━━━ Document section ━━━
Re: [PATCH] iomap: don't invalidate folios after writeback errors

Jeff Layton <jlayton@xxxxxxxxxx> · Mon, 16 May 2022 08:53:39 -0400

On Sun, 2022-05-15 at 20:37 -0700, Darrick J. Wong wrote:
> From: Darrick J. Wong <djwong@xxxxxxxxxx>
> 
> XFS has the unique behavior (as compared to the other Linux filesystems)
> that on writeback errors it will completely invalidate the affected
> folio and force the page cache to reread the contents from disk.  All
> other filesystems leave the page mapped and up to date.
> 
> This is a rude awakening for user programs, since (in the case where
> write fails but reread doesn't) file contents will appear to revert to
> old disk contents with no notification other than an EIO on fsync.  This
> might have been annoying back in the days when iomap dealt with one page
> at a time, but with multipage folios, we can now throw away *megabytes*
> worth of data for a single write error.
━━━ Data excerpt ━━━
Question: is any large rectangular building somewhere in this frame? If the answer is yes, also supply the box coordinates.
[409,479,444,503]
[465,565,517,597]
━━━
=== Exercise instructions ===
a) Answer these questions about the iomap patch message:
(i) When did Jeff Layton send the reply?
(ii) What does XFS do to the affected folio when a writeback error occurs?
(iii) Apart from an EIO on fsync, what notification do user programs receive when file contents revert to old disk contents?
b) Proceed with the iomap patch message from the point where it stops.
The listing plays no role in this exercise.

=== Task answers ===
a)
(i) Mon, 16 May 2022 08:53:39 -0400
(ii) It completely invalidates the folio and forces the page cache to reread the contents from disk.
(iii) None

b)
> 
> On *most* Linux filesystems, a program can respond to an EIO on write by
> redirtying the entire file and scheduling it for writeback.  This isn't
> foolproof, since the page that failed writeback is no longer dirty and
> could be evicted, but programs that want to recover properly *also*
> have to detect XFS and regenerate every write they've made to the file.
> 
> When running xfs/314 on arm64, I noticed a UAF bug when xfs_discard_folio
> invalidates multipage folios that could be undergoing writeback.  If,
> say, we have a 256K folio caching a mix of written and unwritten
> extents, it's possible that we could start writeback of the first (say)
> 64K of the folio and then hit a writeback error on the next 64K.  We
> then free the iop attached to the folio, which is really bad because
> writeback completion on the first 64k will trip over the "blocks per
> folio > 1 && !iop" assertion.
> 
> This can't be fixed by only invalidating the folio if writeback fails at
> the start of the folio, since the folio is marked !uptodate, which trips
> other assertions elsewhere.  Get rid of the whole behavior entirely.
> 
> Signed-off-by: Darrick J. Wong <djwong@xxxxxxxxxx>
> ---
>  fs/iomap/buffered-io.c |    1 -
>  fs/xfs/xfs_aops.c      |    4 +---
>  2 files changed, 1 insertion(+), 4 deletions(-)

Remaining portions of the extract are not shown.